→ DATASET ROWS
# # # # # # #

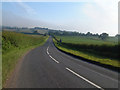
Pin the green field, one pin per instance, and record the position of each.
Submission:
(14, 46)
(95, 49)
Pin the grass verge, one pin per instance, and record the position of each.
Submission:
(14, 46)
(89, 56)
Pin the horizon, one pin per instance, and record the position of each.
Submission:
(94, 17)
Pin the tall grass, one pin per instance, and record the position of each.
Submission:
(102, 53)
(14, 45)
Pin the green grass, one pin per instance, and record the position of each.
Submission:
(87, 40)
(73, 45)
(14, 46)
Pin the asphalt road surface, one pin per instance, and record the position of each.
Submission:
(47, 67)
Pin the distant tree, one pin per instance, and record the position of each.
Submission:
(103, 36)
(89, 34)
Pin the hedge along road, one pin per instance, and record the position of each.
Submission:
(47, 67)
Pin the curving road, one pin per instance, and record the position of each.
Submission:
(47, 67)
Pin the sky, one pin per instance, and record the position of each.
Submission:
(96, 16)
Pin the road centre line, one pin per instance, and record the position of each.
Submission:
(84, 78)
(51, 56)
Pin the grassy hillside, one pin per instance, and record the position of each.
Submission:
(87, 40)
(94, 49)
(14, 45)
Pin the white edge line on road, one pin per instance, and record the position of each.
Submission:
(51, 56)
(84, 78)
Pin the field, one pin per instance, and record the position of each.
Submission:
(95, 49)
(15, 45)
(88, 40)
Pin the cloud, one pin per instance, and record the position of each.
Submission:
(103, 16)
(27, 8)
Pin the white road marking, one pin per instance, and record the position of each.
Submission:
(84, 79)
(51, 56)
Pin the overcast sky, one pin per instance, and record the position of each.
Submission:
(95, 16)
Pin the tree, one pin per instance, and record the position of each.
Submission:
(103, 36)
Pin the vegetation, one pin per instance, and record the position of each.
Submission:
(88, 40)
(14, 45)
(105, 52)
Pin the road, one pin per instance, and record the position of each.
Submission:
(47, 67)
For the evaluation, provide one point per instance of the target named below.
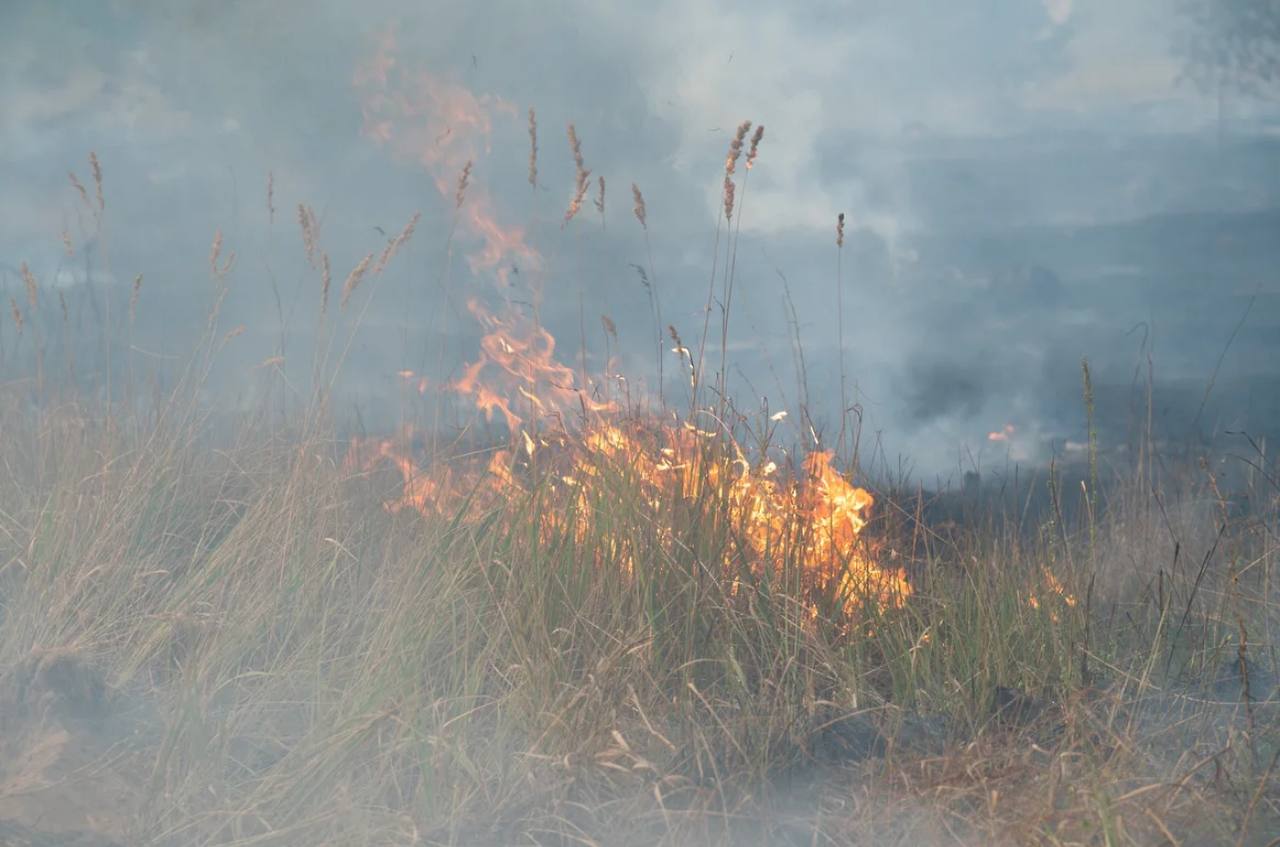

# # # # # # #

→ TASK DESCRIPTION
Please reproduce the stretch from the line containing "Pin the vegetation, one" through the end of the rows, keeping the requests, and add -112 to every number in the pinned point coordinates. Leave the pictures out of your answer.

→ TASK RESULT
Pin the vegetation, one pin per instance, and record the position of each.
Submission:
(-24, -72)
(-98, -67)
(-7, -60)
Pin the road, one pin per instance, and record the position of each.
Submission:
(-65, -45)
For the evaluation, provide one point per instance of the target named below.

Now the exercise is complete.